• _Problem statement_
The response must reproduce every record in full.

-------- Data for this task --------

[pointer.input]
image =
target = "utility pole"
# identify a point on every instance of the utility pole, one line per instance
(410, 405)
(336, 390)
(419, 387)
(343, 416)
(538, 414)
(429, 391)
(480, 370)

--------

• _Solution below_
[pointer.input]
image =
target = "utility pole"
# identify a point on every instance of the utility pole, one line per instance
(410, 405)
(336, 390)
(419, 387)
(343, 416)
(538, 414)
(429, 391)
(480, 370)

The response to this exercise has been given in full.